Material provided:
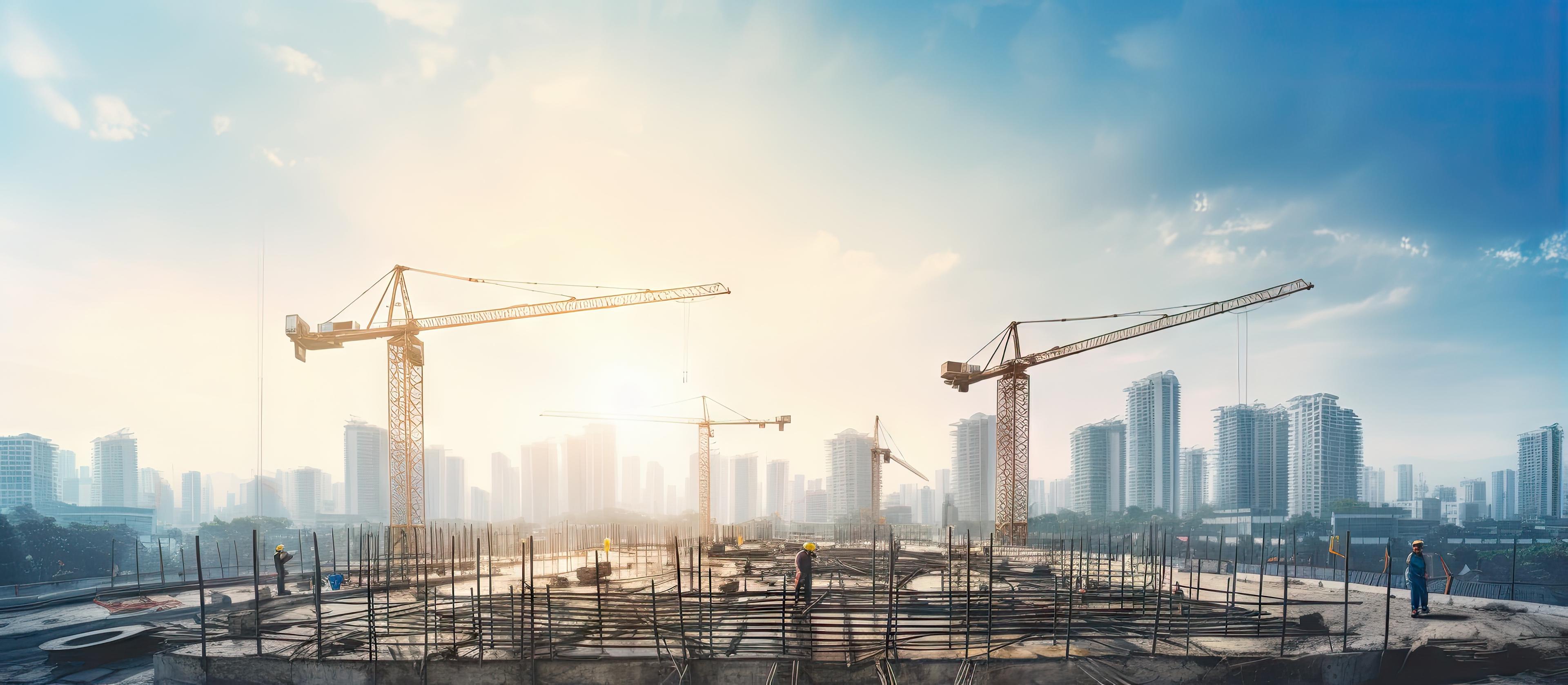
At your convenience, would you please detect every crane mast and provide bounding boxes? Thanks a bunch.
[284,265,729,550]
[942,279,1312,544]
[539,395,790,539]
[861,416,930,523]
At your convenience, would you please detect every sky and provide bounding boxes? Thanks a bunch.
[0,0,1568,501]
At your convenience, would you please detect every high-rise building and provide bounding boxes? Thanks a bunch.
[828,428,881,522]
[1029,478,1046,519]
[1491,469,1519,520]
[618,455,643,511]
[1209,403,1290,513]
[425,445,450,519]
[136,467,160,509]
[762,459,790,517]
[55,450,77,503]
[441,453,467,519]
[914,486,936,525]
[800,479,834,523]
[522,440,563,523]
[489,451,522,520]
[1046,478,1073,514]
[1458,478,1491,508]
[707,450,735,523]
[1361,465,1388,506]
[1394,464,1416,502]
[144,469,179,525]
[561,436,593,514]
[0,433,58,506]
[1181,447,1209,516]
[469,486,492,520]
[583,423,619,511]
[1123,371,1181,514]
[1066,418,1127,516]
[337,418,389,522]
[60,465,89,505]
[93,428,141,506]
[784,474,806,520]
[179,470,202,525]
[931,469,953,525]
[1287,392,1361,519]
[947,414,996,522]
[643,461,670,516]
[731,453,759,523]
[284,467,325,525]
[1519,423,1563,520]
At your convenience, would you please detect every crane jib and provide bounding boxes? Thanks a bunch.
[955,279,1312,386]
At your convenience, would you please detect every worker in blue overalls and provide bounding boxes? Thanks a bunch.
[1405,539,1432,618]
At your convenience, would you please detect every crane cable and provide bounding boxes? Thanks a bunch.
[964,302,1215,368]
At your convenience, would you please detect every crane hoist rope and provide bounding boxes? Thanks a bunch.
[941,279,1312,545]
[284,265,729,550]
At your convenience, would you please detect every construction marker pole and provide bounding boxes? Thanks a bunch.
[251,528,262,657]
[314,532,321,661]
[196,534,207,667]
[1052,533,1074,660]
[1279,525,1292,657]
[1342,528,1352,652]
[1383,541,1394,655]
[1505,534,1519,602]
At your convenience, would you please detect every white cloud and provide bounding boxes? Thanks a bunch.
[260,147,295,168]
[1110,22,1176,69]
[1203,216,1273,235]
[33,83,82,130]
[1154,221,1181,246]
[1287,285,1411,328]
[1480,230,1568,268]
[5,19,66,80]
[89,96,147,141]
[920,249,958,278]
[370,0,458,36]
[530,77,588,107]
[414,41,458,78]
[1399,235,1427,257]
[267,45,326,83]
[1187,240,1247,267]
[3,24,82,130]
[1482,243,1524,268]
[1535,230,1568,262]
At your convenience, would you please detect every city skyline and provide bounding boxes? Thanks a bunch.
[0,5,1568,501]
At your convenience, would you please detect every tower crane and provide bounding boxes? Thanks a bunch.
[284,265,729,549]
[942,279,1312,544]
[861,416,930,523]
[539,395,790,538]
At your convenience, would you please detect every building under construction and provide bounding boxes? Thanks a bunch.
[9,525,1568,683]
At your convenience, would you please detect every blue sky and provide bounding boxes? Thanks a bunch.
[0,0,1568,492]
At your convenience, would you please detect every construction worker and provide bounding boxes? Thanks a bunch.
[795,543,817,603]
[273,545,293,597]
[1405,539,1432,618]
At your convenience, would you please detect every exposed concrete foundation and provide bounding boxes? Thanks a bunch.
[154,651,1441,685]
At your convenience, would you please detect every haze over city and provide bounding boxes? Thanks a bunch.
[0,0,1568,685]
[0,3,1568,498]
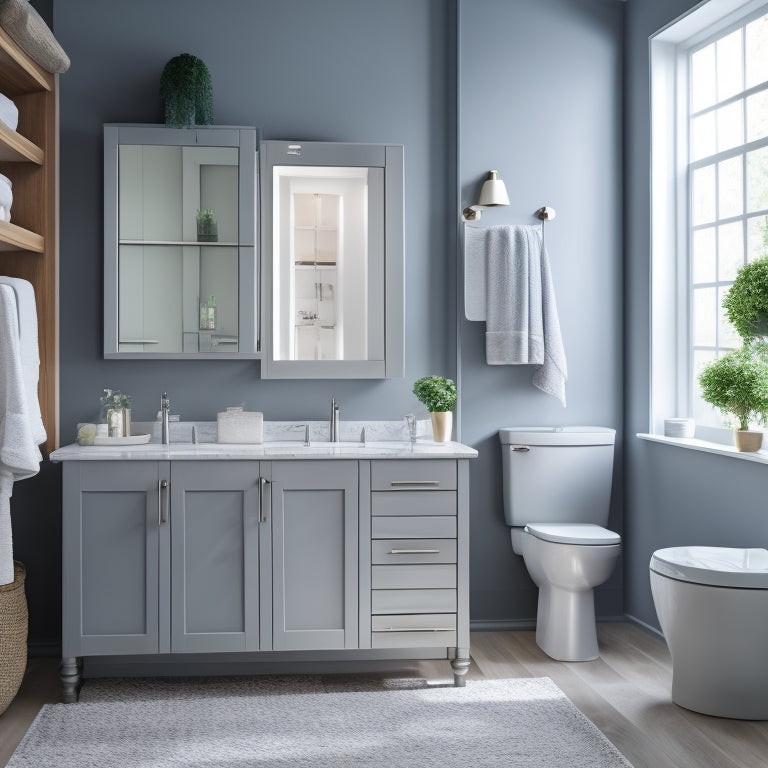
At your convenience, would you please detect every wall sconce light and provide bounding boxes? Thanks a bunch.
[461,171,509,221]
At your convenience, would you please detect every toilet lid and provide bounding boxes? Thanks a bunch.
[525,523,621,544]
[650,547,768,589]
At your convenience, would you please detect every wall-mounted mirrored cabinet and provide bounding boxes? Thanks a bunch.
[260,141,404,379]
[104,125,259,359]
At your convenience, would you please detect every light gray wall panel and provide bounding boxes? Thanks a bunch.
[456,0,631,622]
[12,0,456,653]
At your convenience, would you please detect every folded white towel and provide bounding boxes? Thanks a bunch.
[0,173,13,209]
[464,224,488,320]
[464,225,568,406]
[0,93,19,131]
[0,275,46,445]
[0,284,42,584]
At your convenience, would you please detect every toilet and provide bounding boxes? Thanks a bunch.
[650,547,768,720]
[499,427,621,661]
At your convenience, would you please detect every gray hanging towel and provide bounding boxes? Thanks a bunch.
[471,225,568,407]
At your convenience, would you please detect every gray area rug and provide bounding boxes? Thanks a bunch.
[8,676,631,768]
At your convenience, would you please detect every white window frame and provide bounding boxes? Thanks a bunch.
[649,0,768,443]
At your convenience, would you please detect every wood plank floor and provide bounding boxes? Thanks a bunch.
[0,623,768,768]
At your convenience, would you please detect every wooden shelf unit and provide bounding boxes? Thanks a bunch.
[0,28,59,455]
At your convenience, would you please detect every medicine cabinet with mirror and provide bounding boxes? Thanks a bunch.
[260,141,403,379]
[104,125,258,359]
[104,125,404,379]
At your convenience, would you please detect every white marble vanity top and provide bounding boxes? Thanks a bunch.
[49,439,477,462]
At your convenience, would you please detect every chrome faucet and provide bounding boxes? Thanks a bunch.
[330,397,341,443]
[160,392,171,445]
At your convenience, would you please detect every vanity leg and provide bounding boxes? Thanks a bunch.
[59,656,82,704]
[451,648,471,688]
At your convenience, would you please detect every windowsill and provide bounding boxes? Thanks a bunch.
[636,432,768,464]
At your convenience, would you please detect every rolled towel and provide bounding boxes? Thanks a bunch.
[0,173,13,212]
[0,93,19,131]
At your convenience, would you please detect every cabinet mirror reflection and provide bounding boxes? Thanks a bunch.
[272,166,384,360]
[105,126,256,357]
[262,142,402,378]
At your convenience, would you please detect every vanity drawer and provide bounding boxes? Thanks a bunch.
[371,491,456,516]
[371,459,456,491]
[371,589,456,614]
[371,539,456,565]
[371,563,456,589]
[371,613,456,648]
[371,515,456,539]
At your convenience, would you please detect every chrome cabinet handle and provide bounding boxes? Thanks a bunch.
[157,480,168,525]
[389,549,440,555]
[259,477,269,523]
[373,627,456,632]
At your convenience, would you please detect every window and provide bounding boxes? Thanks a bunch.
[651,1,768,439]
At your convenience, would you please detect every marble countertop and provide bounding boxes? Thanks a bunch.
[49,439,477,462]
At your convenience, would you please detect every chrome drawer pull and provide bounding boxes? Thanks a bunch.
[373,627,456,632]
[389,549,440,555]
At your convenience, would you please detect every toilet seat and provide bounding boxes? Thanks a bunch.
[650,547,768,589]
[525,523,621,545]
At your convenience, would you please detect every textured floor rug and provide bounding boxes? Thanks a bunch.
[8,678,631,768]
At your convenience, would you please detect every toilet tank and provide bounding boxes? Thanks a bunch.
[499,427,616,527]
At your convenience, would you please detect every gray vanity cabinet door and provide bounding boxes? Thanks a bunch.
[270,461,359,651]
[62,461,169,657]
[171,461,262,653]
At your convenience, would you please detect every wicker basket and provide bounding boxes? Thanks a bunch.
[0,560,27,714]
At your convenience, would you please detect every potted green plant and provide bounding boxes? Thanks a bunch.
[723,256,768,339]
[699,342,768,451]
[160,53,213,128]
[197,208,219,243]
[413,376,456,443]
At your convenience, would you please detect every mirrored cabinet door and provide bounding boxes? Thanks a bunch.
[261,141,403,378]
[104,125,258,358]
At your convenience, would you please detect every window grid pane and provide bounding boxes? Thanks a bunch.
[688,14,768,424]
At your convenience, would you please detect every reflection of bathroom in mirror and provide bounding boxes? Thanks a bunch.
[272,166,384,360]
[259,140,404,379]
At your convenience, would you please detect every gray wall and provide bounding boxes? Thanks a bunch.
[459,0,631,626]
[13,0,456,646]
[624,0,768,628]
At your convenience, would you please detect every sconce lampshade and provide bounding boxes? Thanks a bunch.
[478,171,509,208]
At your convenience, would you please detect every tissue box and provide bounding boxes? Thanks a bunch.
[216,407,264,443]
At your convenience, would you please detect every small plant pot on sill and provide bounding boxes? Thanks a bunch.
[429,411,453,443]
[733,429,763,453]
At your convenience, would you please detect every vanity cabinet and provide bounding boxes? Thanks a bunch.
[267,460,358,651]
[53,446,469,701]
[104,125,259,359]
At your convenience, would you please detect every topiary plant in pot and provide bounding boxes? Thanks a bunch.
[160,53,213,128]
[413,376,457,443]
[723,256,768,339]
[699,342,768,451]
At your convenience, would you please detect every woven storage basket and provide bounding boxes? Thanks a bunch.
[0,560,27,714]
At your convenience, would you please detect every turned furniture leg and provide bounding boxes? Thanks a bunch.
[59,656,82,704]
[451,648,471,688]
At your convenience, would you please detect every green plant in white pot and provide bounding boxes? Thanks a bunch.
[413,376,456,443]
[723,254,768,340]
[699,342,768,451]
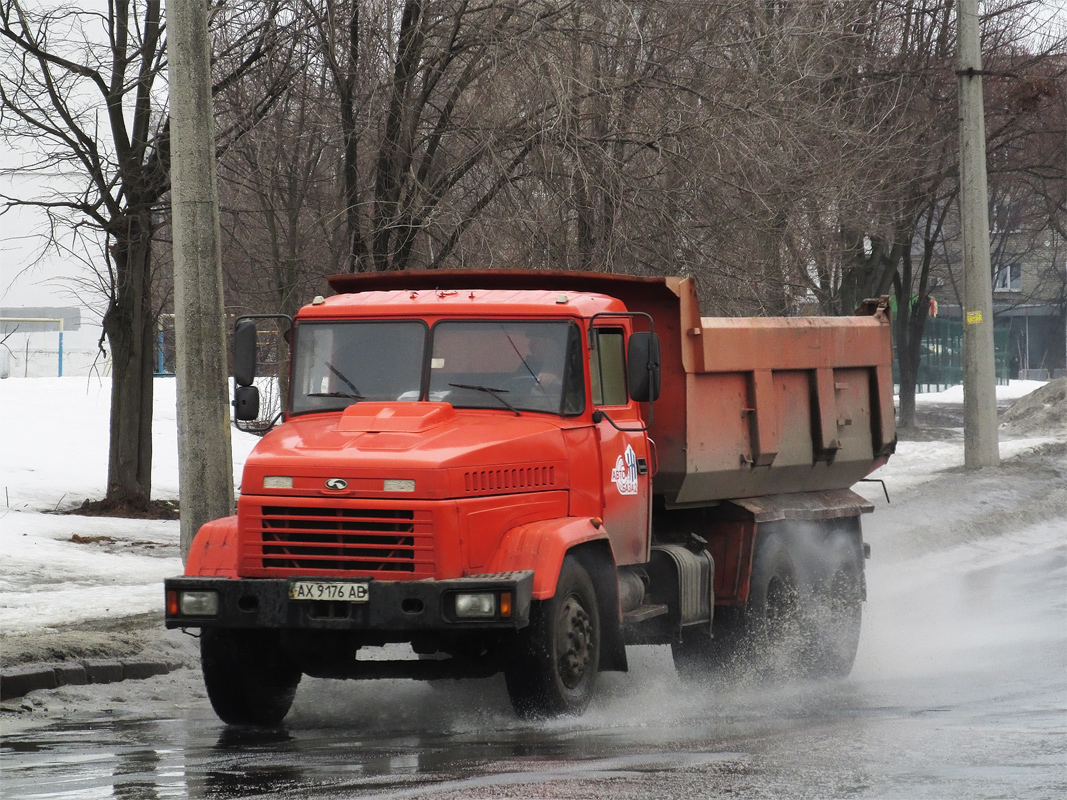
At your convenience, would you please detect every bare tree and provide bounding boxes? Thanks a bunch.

Exercise description: Pull out every line in the entries above that contains the word "floor", matching case exactly.

Output for this exercise:
At your convenience, would you please detect every wood plank floor and provide bounding boxes? Thanks a bunch.
At your convenience, would you please detect every textured floor rug and provide bounding boxes? Thanks a bunch.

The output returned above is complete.